## BRIEF
Across the listing below, how many lines include the word "region"? The answer is that number, with nothing added.

┌─ TASK INPUTS

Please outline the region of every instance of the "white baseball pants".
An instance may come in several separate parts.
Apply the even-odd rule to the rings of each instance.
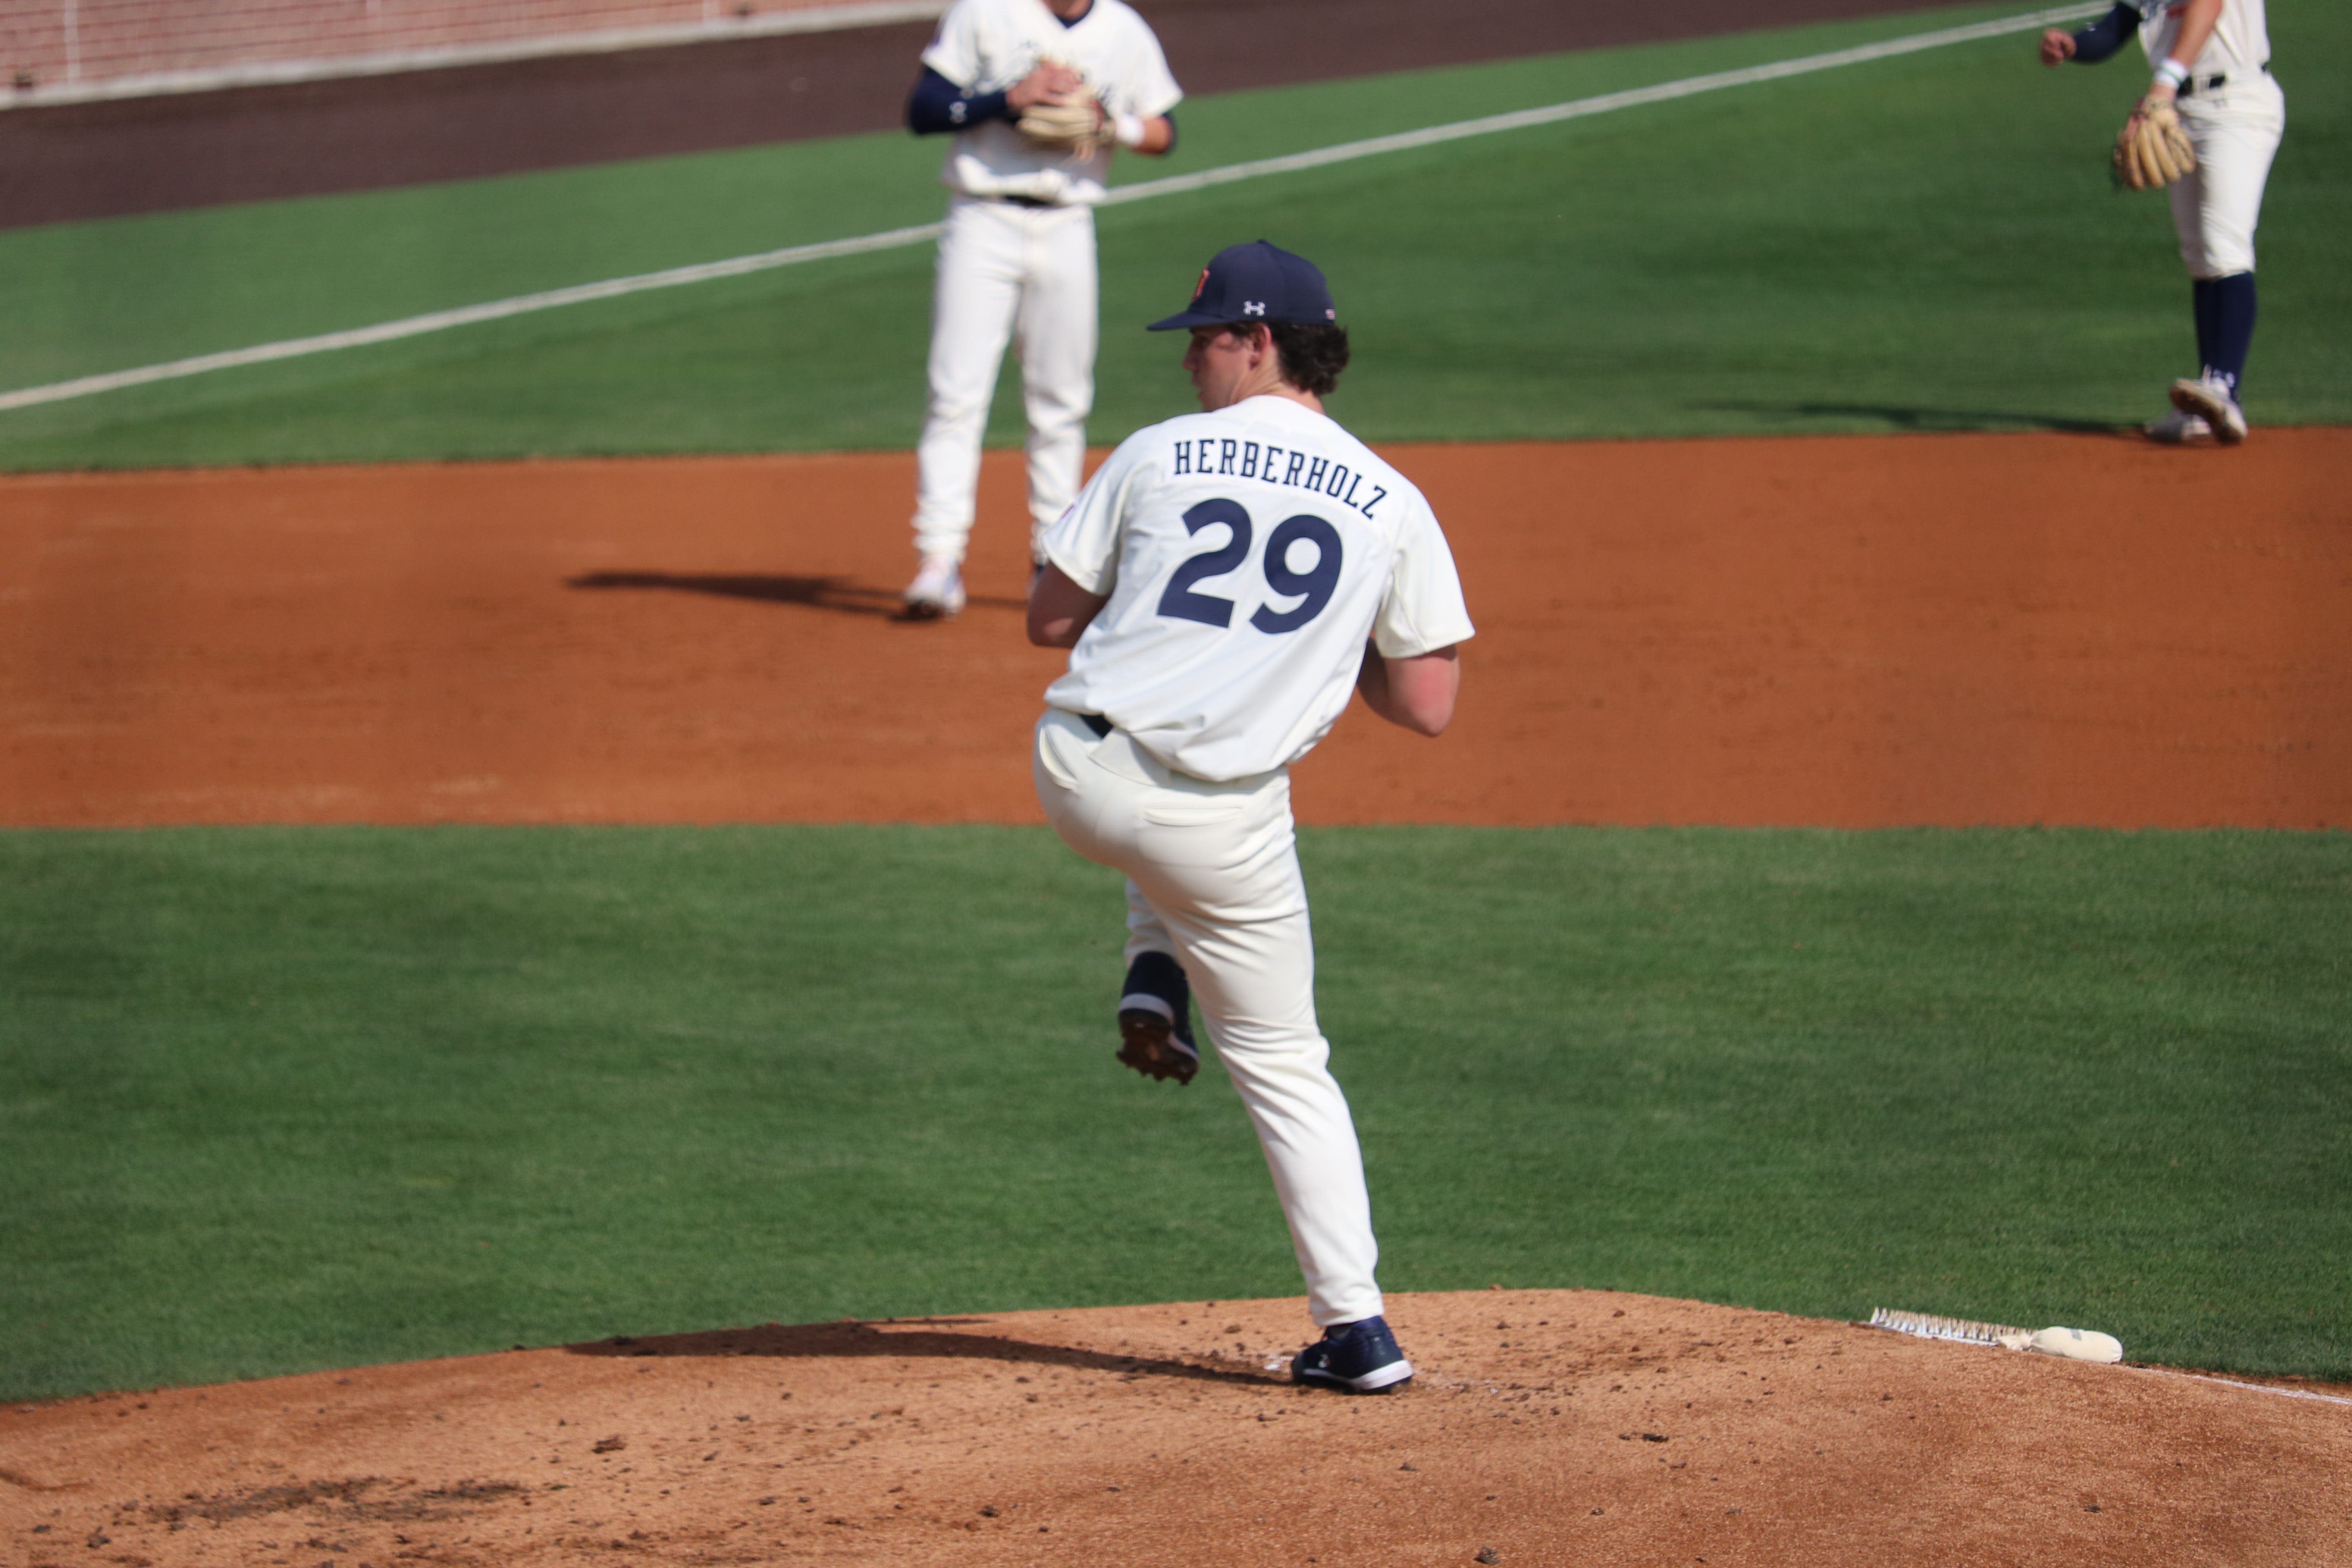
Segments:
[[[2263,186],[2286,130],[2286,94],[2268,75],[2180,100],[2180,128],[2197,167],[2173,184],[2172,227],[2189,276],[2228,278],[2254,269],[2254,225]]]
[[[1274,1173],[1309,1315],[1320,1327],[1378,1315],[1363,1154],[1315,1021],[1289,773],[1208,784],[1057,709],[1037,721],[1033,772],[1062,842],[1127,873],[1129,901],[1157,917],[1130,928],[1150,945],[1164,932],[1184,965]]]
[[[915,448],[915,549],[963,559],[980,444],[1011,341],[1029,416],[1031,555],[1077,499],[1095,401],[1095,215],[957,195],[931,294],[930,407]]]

└─
┌─ TASK INPUTS

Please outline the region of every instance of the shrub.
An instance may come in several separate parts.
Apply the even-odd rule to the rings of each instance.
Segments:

└─
┌─ TASK INPUTS

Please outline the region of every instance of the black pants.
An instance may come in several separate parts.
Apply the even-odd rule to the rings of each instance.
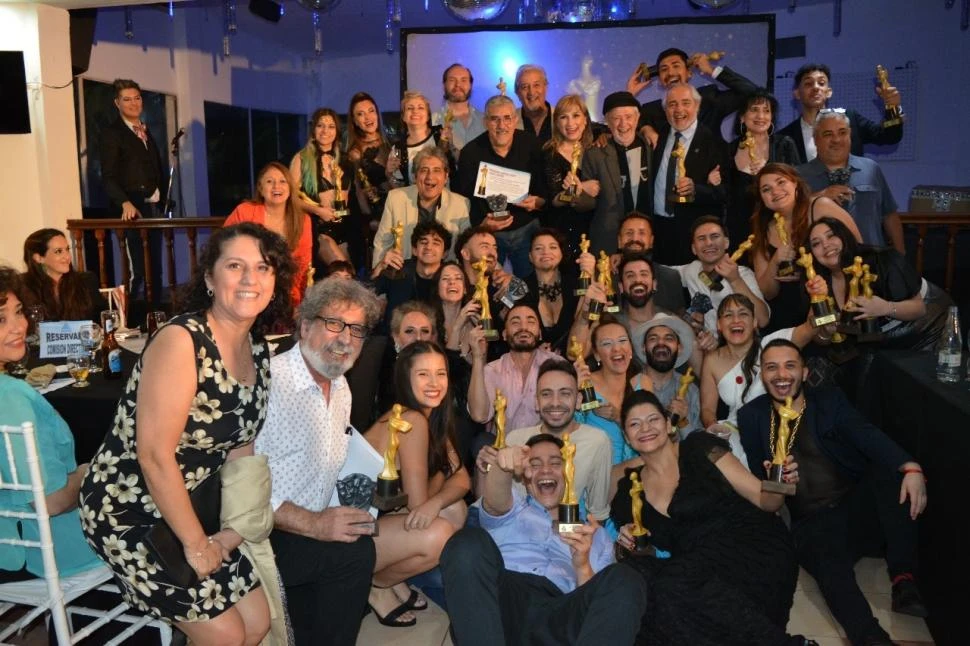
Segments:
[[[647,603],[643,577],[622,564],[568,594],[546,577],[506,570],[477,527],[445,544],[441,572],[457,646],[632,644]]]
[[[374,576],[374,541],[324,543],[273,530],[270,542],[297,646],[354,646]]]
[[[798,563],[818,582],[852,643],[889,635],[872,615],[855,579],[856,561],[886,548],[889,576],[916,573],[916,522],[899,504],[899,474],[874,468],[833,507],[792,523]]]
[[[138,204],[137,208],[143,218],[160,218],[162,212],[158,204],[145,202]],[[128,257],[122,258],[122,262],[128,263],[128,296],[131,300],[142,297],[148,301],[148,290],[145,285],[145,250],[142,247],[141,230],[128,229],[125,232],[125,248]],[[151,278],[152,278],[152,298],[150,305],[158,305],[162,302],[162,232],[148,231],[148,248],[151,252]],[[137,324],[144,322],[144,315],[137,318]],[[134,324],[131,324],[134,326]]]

└─

## OUTPUT FOR THIS TASK
3